== TASK BRIEF ==
List every line of the records below that contains the word "pool", matching case exactly.

== RECORDS TO USE ==
--------
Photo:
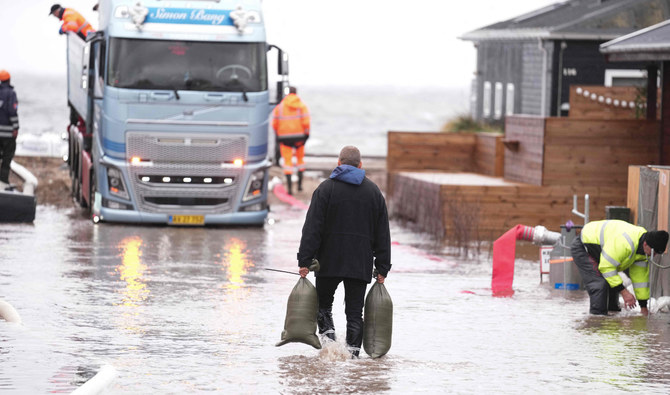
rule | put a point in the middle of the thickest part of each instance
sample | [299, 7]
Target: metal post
[585, 215]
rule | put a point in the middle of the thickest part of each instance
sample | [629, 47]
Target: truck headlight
[117, 186]
[254, 186]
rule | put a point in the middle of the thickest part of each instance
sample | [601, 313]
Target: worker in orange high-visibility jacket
[72, 21]
[291, 124]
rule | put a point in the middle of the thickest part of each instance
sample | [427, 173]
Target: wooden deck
[437, 180]
[444, 204]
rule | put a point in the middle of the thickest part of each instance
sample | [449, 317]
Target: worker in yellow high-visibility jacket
[608, 247]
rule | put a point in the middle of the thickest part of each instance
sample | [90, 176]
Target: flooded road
[186, 310]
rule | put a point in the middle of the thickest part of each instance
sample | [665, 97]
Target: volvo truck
[169, 112]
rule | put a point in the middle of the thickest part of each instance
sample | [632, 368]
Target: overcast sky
[351, 42]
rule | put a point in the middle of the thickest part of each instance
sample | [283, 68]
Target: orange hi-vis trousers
[287, 154]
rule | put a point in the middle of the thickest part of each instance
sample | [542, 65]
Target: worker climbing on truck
[291, 123]
[72, 21]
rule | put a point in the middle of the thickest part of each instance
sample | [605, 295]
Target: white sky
[345, 42]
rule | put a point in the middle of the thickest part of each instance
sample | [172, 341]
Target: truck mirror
[86, 54]
[283, 63]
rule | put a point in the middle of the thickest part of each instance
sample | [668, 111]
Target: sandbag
[301, 311]
[377, 321]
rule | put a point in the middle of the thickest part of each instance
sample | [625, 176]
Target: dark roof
[577, 20]
[652, 43]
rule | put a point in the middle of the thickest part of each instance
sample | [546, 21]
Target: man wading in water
[347, 230]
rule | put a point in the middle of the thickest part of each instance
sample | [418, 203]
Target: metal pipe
[543, 99]
[585, 215]
[559, 94]
[29, 180]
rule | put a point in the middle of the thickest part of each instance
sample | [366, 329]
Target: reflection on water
[235, 262]
[181, 310]
[131, 270]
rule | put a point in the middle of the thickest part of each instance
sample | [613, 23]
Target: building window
[614, 77]
[487, 100]
[509, 99]
[498, 101]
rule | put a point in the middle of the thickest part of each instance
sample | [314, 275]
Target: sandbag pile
[377, 321]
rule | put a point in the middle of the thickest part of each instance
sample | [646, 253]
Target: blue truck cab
[170, 106]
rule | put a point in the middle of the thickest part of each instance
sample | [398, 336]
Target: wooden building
[526, 65]
[651, 47]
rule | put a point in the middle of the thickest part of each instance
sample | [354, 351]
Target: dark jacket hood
[349, 174]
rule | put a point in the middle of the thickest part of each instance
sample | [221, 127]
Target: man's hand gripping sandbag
[301, 312]
[377, 321]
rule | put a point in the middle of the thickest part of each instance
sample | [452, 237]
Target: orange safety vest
[74, 22]
[291, 121]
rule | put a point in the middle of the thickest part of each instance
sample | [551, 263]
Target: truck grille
[162, 187]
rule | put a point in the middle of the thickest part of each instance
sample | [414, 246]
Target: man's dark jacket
[346, 227]
[9, 119]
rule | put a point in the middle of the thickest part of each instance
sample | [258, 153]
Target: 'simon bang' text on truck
[170, 103]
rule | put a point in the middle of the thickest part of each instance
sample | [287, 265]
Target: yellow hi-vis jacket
[619, 242]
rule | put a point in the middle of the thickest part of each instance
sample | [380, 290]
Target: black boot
[354, 337]
[289, 185]
[325, 322]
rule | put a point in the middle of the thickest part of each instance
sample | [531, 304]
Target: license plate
[186, 220]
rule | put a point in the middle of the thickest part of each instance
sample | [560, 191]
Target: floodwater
[189, 310]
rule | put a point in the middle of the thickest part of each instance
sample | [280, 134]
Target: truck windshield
[187, 65]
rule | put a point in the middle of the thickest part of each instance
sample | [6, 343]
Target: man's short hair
[350, 155]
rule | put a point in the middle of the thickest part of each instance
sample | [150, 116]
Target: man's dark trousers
[7, 148]
[598, 288]
[354, 299]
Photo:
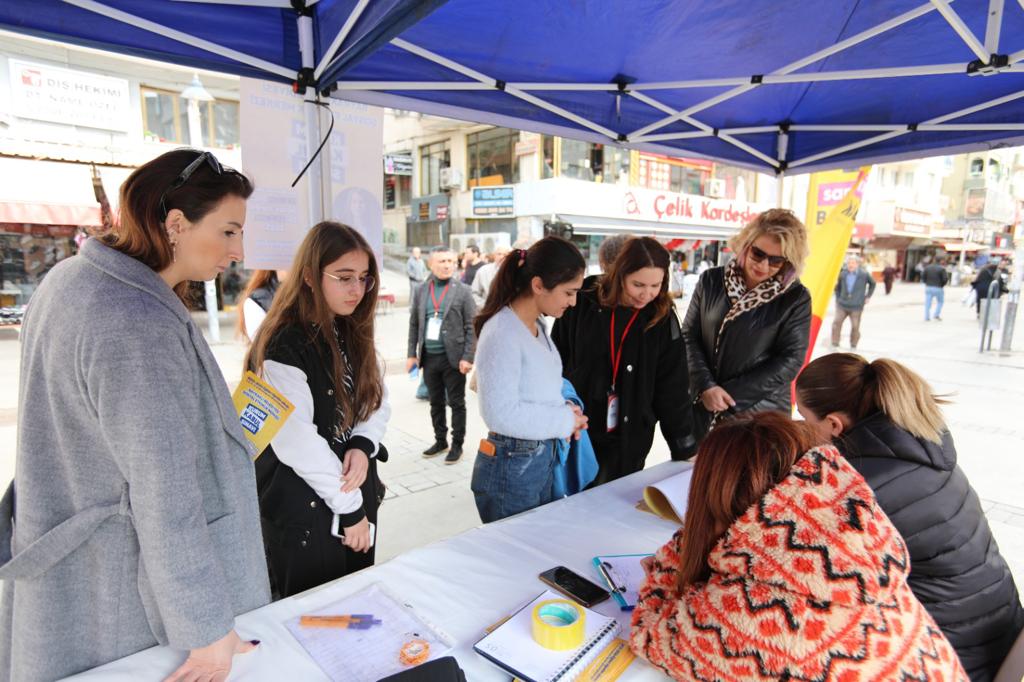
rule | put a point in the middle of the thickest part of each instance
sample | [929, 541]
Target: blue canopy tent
[778, 87]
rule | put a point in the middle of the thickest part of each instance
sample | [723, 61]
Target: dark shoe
[436, 449]
[455, 454]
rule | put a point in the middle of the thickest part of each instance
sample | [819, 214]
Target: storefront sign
[74, 97]
[494, 201]
[397, 164]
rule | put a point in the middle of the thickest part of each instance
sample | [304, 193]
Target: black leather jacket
[761, 351]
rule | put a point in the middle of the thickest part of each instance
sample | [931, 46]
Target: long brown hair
[553, 259]
[259, 280]
[636, 254]
[848, 384]
[300, 302]
[738, 462]
[139, 231]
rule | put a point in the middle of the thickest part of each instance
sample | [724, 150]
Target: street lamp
[194, 94]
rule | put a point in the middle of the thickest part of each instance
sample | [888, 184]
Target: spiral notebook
[511, 646]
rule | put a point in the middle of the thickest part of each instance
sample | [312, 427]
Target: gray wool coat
[135, 518]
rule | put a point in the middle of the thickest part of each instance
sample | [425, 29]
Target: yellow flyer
[262, 411]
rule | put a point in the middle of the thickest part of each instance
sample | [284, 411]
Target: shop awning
[588, 224]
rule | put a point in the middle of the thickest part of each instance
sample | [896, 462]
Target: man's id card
[434, 329]
[262, 411]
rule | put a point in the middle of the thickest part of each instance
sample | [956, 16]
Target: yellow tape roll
[558, 625]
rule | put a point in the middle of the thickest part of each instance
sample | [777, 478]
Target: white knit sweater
[519, 379]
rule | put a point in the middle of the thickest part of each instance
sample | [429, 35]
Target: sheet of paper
[668, 498]
[366, 655]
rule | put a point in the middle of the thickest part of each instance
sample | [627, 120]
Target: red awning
[50, 214]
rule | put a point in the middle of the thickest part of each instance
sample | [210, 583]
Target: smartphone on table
[574, 586]
[338, 530]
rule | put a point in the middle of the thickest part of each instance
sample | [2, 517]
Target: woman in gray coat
[132, 519]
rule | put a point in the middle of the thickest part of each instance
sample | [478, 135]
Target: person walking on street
[519, 377]
[416, 269]
[935, 278]
[441, 343]
[623, 349]
[485, 275]
[888, 278]
[853, 290]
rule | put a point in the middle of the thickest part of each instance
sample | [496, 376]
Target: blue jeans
[934, 293]
[517, 477]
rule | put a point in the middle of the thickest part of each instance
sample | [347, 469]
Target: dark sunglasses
[759, 256]
[204, 157]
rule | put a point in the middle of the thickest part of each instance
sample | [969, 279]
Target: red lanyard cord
[437, 303]
[616, 358]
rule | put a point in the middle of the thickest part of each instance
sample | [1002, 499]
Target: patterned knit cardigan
[809, 584]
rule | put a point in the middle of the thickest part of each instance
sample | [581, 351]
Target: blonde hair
[781, 224]
[848, 384]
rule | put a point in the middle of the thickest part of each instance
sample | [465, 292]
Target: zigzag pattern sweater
[809, 584]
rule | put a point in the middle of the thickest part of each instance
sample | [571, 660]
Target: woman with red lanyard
[623, 349]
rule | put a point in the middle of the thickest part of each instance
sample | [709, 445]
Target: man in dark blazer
[441, 342]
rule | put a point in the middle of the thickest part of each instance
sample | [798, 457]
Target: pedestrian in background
[316, 348]
[416, 270]
[888, 423]
[888, 278]
[623, 349]
[935, 278]
[441, 343]
[748, 325]
[485, 275]
[853, 290]
[136, 514]
[256, 300]
[519, 376]
[785, 568]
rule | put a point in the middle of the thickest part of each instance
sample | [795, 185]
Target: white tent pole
[466, 71]
[896, 133]
[953, 19]
[314, 182]
[800, 64]
[346, 28]
[993, 27]
[181, 37]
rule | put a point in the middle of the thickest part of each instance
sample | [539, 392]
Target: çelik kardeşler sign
[262, 411]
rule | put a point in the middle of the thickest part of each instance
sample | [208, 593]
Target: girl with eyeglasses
[318, 489]
[136, 515]
[748, 327]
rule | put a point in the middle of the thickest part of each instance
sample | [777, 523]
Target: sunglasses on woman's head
[204, 157]
[759, 256]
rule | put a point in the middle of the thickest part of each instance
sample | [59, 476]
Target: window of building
[432, 159]
[165, 118]
[397, 190]
[548, 157]
[492, 157]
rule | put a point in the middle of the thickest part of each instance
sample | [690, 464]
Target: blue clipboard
[623, 574]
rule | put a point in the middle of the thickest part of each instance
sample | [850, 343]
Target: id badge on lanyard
[611, 423]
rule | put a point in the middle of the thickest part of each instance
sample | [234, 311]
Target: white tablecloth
[462, 585]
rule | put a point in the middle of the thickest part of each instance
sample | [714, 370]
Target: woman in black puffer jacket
[885, 420]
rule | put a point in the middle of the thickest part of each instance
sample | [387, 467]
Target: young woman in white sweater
[519, 379]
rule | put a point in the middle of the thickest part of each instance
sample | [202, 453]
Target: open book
[511, 646]
[668, 498]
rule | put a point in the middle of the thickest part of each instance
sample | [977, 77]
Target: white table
[462, 585]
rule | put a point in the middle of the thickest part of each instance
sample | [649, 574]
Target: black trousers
[441, 380]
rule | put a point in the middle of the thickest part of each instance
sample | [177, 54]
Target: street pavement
[428, 501]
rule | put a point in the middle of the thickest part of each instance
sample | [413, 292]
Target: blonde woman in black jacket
[749, 323]
[886, 422]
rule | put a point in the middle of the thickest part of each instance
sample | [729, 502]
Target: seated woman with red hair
[785, 568]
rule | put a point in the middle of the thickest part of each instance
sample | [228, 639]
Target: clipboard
[623, 573]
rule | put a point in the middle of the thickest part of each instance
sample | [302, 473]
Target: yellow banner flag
[262, 411]
[829, 238]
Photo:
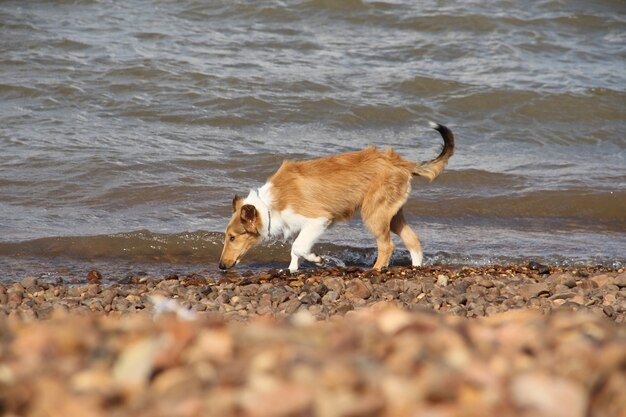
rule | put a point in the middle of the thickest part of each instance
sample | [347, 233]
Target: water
[127, 127]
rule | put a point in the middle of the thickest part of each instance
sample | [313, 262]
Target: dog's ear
[237, 203]
[249, 217]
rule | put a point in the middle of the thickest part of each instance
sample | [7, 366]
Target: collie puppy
[303, 198]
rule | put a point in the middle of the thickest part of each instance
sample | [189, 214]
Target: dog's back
[335, 187]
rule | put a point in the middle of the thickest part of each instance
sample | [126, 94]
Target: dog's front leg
[301, 247]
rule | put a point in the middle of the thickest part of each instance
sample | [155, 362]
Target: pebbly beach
[512, 340]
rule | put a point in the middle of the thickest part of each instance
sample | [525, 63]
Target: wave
[205, 248]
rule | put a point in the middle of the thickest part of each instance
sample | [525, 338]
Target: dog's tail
[432, 169]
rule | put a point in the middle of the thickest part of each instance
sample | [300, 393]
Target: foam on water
[119, 121]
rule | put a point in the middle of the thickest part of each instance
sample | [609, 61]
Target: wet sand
[515, 340]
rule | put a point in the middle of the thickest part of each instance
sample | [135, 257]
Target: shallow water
[127, 127]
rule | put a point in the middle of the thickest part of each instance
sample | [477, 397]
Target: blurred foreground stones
[434, 341]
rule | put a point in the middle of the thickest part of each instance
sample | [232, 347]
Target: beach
[514, 340]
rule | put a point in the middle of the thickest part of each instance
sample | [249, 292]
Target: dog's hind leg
[378, 222]
[301, 247]
[400, 227]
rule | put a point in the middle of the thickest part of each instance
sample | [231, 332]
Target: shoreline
[514, 340]
[325, 292]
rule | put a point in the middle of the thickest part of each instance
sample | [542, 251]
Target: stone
[528, 291]
[135, 363]
[29, 282]
[549, 396]
[356, 288]
[536, 266]
[620, 280]
[94, 276]
[442, 280]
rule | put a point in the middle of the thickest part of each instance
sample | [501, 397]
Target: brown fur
[376, 182]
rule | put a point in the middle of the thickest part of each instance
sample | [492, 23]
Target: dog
[303, 198]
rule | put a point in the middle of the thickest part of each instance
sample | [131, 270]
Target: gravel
[514, 340]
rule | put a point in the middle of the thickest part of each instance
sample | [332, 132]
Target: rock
[94, 276]
[135, 363]
[549, 396]
[290, 306]
[442, 280]
[536, 266]
[602, 279]
[528, 291]
[620, 280]
[330, 297]
[281, 401]
[29, 282]
[356, 288]
[335, 284]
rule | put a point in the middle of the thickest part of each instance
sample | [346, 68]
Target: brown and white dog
[304, 198]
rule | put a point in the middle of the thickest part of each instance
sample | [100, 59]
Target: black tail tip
[438, 127]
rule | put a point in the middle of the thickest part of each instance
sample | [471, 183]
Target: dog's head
[242, 233]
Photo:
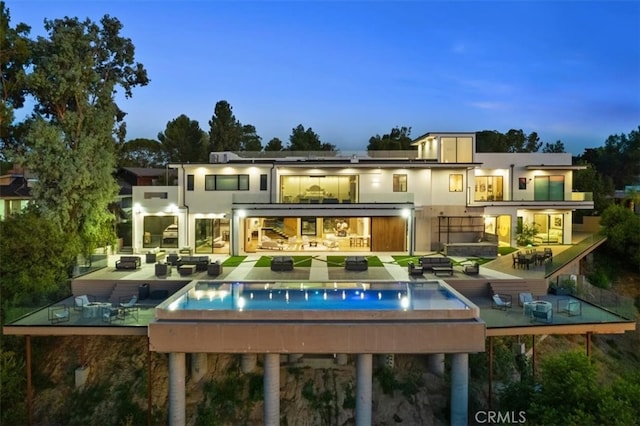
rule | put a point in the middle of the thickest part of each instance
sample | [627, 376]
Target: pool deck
[498, 322]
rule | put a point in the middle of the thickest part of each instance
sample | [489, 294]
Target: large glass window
[226, 182]
[212, 235]
[160, 231]
[456, 150]
[488, 188]
[399, 183]
[548, 188]
[318, 189]
[455, 183]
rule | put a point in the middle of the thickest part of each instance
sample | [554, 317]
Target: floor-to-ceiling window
[548, 188]
[212, 235]
[549, 227]
[488, 188]
[160, 231]
[317, 189]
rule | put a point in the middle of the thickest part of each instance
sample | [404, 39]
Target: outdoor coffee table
[528, 307]
[437, 270]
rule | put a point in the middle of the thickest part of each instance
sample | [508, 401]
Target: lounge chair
[81, 301]
[58, 314]
[110, 313]
[501, 301]
[129, 306]
[542, 313]
[473, 269]
[524, 298]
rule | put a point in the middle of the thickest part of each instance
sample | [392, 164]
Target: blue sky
[569, 70]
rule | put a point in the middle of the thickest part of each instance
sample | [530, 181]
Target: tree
[570, 393]
[225, 132]
[513, 141]
[15, 57]
[183, 141]
[398, 139]
[589, 180]
[619, 158]
[557, 147]
[622, 228]
[250, 139]
[307, 140]
[70, 139]
[142, 153]
[274, 144]
[29, 274]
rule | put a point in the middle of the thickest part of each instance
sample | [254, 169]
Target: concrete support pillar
[435, 363]
[342, 359]
[82, 373]
[198, 366]
[177, 374]
[389, 360]
[459, 389]
[248, 362]
[294, 358]
[364, 369]
[272, 389]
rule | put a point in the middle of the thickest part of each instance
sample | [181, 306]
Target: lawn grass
[506, 250]
[403, 260]
[234, 261]
[298, 261]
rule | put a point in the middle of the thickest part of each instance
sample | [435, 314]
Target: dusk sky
[569, 70]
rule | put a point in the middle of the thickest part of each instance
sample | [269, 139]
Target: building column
[272, 389]
[459, 389]
[342, 359]
[177, 374]
[435, 363]
[364, 369]
[248, 362]
[198, 366]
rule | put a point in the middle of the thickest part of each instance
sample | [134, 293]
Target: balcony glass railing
[570, 196]
[365, 197]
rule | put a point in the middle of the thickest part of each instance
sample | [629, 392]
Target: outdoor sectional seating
[428, 262]
[58, 314]
[282, 263]
[473, 269]
[356, 263]
[414, 270]
[214, 269]
[128, 262]
[200, 262]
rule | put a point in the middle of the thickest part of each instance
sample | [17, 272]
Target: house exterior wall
[434, 189]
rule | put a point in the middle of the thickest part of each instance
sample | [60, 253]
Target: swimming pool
[318, 296]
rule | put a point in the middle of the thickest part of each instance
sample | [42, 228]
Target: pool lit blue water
[318, 296]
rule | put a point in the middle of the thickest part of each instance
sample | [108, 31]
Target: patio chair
[501, 301]
[58, 314]
[110, 313]
[473, 269]
[542, 313]
[524, 298]
[129, 306]
[81, 301]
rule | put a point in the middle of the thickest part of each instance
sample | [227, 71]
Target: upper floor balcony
[575, 200]
[361, 198]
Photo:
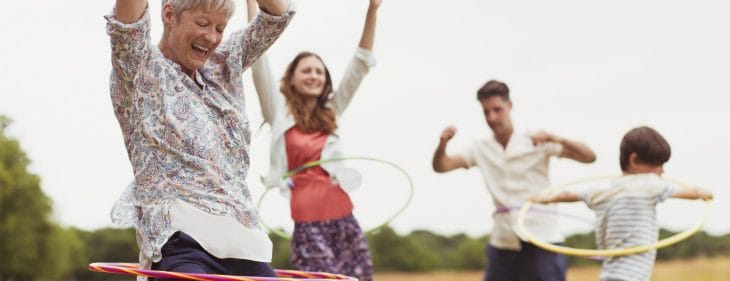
--------
== THE SOLUTION ==
Target: pool deck
Target: swimming pool
Target: pool lit blue water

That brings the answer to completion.